Stated problem. From the line with "the black sedan" through the final line, transcribe the material below character for character; include no other lines.

Data supplied.
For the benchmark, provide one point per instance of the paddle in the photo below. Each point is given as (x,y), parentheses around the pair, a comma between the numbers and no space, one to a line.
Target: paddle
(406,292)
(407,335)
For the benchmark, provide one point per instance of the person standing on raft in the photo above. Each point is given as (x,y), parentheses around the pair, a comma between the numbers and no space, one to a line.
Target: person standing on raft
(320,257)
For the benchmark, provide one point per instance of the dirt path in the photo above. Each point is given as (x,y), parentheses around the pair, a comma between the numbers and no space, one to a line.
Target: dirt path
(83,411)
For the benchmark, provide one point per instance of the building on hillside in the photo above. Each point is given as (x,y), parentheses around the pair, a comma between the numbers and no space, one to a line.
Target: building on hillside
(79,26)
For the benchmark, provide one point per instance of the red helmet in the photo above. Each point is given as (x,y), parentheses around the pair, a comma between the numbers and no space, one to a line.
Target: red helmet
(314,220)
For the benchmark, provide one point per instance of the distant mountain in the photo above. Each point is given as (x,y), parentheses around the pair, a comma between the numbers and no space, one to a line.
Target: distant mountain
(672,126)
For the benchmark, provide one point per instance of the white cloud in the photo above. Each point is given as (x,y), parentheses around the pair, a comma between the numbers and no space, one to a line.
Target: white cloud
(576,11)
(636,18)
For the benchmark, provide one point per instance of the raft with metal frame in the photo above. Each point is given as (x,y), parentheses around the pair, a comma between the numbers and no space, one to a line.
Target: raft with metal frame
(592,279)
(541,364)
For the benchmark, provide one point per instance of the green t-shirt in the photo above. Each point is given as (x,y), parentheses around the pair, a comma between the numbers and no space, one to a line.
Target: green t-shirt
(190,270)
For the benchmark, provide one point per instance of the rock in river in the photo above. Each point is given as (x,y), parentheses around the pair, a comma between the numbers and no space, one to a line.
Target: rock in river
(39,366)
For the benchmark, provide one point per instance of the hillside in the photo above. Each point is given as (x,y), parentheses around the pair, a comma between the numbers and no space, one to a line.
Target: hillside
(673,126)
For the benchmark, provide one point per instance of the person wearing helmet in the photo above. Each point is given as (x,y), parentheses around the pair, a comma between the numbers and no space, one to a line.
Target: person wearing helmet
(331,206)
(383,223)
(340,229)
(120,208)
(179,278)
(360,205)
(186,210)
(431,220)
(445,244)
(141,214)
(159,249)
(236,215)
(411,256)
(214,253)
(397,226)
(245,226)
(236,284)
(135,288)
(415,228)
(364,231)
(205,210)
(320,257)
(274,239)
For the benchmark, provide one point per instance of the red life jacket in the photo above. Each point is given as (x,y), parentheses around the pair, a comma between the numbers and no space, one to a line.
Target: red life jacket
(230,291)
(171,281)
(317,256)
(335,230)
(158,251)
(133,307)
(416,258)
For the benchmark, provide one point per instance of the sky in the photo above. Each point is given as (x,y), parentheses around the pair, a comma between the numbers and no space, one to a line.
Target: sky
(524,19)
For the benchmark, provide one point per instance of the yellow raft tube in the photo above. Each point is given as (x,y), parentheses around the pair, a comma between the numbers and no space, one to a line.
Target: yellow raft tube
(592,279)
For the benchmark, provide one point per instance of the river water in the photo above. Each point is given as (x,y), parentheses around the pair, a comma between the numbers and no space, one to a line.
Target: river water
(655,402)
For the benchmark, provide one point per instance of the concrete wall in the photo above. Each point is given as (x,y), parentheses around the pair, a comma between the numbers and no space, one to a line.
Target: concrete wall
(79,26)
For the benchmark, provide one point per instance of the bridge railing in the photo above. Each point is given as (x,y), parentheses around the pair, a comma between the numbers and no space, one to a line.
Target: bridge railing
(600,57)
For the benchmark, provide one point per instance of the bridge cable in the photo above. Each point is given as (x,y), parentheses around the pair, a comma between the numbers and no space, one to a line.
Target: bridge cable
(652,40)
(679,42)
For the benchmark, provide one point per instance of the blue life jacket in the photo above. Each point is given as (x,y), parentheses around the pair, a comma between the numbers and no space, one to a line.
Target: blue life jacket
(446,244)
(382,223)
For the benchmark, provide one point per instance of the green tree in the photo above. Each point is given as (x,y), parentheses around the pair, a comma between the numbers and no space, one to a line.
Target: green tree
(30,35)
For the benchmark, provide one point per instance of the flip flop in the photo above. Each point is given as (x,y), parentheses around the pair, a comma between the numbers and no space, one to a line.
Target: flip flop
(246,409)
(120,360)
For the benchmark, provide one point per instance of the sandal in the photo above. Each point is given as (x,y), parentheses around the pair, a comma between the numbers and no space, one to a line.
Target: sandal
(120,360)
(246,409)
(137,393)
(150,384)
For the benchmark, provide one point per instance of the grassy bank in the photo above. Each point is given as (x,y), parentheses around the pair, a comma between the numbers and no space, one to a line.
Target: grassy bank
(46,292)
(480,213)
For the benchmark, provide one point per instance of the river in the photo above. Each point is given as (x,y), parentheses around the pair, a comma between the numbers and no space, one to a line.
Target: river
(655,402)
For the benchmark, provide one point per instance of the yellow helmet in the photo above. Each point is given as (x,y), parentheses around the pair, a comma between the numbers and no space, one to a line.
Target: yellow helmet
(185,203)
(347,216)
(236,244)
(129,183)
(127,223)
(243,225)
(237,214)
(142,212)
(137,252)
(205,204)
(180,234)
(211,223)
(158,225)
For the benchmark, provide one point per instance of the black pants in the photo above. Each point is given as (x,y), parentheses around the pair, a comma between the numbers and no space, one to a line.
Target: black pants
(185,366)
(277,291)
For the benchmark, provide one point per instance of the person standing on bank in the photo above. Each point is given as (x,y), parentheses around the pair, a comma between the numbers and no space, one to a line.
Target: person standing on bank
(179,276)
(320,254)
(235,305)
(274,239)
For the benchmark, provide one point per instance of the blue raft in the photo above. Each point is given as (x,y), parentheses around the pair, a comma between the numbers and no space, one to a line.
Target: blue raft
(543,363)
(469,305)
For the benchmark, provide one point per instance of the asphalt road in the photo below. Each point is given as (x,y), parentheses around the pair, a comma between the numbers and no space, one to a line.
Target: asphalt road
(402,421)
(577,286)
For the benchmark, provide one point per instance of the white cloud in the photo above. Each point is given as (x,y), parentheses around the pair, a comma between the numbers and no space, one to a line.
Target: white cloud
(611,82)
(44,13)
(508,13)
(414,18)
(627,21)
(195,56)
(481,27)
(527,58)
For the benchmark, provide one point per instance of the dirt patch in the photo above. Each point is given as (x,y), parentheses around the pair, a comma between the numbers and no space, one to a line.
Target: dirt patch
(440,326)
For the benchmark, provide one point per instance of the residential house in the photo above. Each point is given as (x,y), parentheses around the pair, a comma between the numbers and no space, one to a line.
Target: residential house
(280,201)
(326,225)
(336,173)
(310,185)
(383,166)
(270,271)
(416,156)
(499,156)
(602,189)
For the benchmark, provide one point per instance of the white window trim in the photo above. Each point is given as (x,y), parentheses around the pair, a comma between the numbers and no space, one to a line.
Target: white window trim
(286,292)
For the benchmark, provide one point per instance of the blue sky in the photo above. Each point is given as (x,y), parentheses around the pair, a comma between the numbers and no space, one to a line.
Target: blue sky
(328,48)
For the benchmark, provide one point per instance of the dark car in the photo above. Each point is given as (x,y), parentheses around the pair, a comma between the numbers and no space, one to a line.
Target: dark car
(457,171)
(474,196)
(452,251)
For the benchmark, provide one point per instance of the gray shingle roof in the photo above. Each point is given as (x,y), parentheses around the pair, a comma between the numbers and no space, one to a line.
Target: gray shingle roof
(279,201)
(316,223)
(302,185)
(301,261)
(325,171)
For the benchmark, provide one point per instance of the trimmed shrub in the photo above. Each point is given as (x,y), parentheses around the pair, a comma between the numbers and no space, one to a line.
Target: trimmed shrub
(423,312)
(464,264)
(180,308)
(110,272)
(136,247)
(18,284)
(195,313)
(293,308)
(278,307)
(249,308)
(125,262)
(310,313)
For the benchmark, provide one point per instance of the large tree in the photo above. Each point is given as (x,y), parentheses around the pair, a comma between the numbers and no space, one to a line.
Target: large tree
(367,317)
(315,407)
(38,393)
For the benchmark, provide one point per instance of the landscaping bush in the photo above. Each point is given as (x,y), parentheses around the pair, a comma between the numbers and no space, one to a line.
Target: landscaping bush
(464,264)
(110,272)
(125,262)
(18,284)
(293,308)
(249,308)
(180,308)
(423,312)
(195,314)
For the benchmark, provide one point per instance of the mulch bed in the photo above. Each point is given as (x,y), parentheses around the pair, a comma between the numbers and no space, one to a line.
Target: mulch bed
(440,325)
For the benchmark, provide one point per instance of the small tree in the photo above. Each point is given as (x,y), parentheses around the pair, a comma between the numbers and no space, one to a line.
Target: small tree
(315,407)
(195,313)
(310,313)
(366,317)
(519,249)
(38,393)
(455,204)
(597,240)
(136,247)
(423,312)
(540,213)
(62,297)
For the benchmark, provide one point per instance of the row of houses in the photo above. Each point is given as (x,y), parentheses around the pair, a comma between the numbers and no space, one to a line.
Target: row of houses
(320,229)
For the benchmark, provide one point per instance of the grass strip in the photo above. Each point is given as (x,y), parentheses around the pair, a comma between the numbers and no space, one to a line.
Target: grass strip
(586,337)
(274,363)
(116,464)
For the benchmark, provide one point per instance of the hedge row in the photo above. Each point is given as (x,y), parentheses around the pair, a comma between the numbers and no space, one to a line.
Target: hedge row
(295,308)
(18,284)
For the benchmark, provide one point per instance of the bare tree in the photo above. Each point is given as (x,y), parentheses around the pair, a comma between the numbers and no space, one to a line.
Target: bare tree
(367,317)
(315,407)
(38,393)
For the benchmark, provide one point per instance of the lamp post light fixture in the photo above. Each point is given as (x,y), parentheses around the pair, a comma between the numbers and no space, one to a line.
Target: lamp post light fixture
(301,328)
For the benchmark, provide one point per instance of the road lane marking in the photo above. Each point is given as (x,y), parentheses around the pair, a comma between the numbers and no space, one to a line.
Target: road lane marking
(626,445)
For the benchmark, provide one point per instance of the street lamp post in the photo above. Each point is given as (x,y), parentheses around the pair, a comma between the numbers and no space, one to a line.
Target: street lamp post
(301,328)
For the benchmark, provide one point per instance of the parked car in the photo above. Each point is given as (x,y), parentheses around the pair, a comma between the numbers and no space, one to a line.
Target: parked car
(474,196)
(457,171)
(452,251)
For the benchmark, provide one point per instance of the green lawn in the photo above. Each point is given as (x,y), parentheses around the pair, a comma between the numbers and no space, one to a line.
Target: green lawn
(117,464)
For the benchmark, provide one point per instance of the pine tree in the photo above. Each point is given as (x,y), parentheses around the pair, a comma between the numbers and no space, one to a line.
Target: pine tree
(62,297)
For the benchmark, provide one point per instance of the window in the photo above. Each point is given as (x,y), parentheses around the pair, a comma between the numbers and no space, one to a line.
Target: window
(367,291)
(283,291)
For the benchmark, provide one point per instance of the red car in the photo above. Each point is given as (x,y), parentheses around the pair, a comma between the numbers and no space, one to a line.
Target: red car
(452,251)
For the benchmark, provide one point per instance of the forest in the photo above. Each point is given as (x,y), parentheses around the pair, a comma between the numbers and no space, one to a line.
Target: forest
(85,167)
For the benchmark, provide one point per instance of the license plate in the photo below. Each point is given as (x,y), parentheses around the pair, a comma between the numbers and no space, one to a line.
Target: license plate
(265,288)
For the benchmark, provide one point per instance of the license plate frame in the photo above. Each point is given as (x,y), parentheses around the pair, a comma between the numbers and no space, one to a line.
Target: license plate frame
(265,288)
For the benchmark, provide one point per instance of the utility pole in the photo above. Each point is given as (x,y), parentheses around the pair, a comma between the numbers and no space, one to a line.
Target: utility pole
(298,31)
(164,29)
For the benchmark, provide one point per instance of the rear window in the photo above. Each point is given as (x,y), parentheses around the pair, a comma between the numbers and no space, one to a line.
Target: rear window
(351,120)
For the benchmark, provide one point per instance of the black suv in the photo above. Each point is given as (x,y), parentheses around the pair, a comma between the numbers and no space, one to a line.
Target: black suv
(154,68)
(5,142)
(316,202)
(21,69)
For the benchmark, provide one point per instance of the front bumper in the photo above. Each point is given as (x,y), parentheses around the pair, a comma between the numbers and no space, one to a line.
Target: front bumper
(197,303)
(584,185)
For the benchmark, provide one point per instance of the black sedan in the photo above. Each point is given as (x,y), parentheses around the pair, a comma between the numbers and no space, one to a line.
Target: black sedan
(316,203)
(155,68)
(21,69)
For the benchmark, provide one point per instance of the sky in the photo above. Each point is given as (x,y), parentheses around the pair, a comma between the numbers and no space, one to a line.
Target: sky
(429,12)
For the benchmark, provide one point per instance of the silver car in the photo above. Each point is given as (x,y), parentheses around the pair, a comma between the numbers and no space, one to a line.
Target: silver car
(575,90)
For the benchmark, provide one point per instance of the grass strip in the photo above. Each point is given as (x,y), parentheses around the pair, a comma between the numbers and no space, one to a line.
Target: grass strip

Response for this exercise.
For the benchmark, provide one point per instance of the black sedan in the photo above. Each point is given as (x,y), parentheses around the pair, a comma between the numbers and no space, one to a line.
Target: black sedan
(316,203)
(155,68)
(21,69)
For the benchmark, provide one point per instance of the sky in the photo above. Each point is given as (x,y), parentheses around the pair, a comma between the numbers and no space, one to a line.
Target: sky
(429,12)
For the benchmark, provide one point per instance of the silver car in the photo above. Each point is given as (x,y), parentheses around the pair, a comma between the numbers and no space, one to a line.
Target: silver car
(575,90)
For the benchmark, provide one point per instance of the grass strip in the photo above. Each point is given as (x,y), parentheses around the pair, a comma between the numbers and no space, one to a line.
Target: grass strip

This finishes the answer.